> **FRAGMENTO DEL DOCUMENTO**:
····················
La experiencia en la historia de la comunión con el Padre y con el Hijo se hace gracias al Espíritu de Dios (cf. Rom 8,9) y de Cristo (cf. Gál 4,6). Tanto el Padre como el Hijo son Espíritu (cf. Jn 4,24; 2Cor 3,17), es decir, son amor, y cuando afirman una relación de amor se manifiestan en y por su Espíritu. El Espíritu, la comunión en amor y por amor del Padre y del Hijo (cf. 2Cor 13,13), su clima eterno, es enviado por ellos (cf. Hech 2,33) para crear la comunión en toda la creación. El Espíritu origina, mantiene y potencia la relación filial y fraterna de todas las criaturas, y hace posible el amor y la concordia entre todos los seres (cf. Ef 2,2). Es el que prosigue en la historia la voluntad de reconciliación de Dios con sus criaturas y el que desarrolla de una forma práctica el plan reconciliador de Jesús, instalando la comunión que él significa y obra en la Trinidad. Porque el Padre engendra a su Hijo y se comunica a su Hijo en el Espíritu, como el Hijo se entrega al Padre y conoce al Padre en el Espíritu; es la pura relación de amor, cuyo reflejo e imagen transfiere a todos los hombres. El amor que define a las Personas en la Trinidad y su  relación mutua, identificándolas, es el mismo amor con que el Espíritu hace que se relacionen sus criaturas y éstas con Dios: con los hijos según el Padre, con sus hermanos según el Hijo. Pero el amor de los hermanos entre sí, de los hijos con respecto al Padre, es un proceso inserto en el proyecto de filiación de toda la creación. Y se hace por la ejecución de las esperanzas; de aquellas esperanzas que se conquistan paso a paso para proseguir la humanización deseada y querida por Dios y para que todos alcancen la dignidad inscrita en su ser desde su creación.

            El Hijo de Dios se ha encarnado (cf. Jn 1,14; Rom 8,3; Gál 4,4) para activar los mecanismos de bondad insertos en la historia: «... el reconocimiento de Dios no se opone de ningún modo a la dignidad del hombre, ya que esa dignidad se funda y se perfecciona en el mismo Dios: pues el hombre ha sido constituido inteligente y libre en la sociedad por Dios creador; y, sobre todo, es llamado a la misma comunión de Dios como hijo y a la participación de su misma dignidad. Enseña, además, la Iglesia que la esperanza escatológica no disminuye la esperanza de las tareas terrenas, sino que más bien proporciona nuevos motivos de apoyo para su cumplimiento» (GS 21). De ahí, la necesidad de crear paradigmas donde cada persona se sienta situada en la historia según su identidad y misión, la necesidad de reactivar la reconciliación y comunión entre todas las criaturas que componen la creación.
····················
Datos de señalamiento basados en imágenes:

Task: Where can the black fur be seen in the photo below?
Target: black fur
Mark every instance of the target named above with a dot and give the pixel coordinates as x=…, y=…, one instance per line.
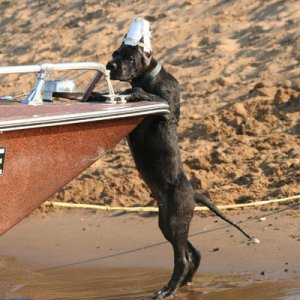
x=155, y=149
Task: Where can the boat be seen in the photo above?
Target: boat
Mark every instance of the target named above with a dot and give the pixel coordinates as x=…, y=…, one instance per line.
x=45, y=142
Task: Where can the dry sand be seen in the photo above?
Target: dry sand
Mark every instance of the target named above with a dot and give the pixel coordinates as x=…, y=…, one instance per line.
x=238, y=65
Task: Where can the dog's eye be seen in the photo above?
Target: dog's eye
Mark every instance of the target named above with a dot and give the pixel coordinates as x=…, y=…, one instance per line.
x=115, y=53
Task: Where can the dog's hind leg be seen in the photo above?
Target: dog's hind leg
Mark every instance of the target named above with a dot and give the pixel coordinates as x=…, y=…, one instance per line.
x=194, y=258
x=175, y=214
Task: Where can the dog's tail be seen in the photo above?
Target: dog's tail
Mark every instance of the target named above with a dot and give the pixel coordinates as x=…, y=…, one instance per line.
x=206, y=202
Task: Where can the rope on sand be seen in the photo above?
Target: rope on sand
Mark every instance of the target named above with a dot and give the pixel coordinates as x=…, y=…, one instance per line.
····················
> **TAREA**: Según el texto sobre el Espíritu, ¿para qué envían el Padre y el Hijo al Espíritu? Los registros son un material independiente del texto.

> **SOLUCIÓN**: Para crear la comunión en toda la creación.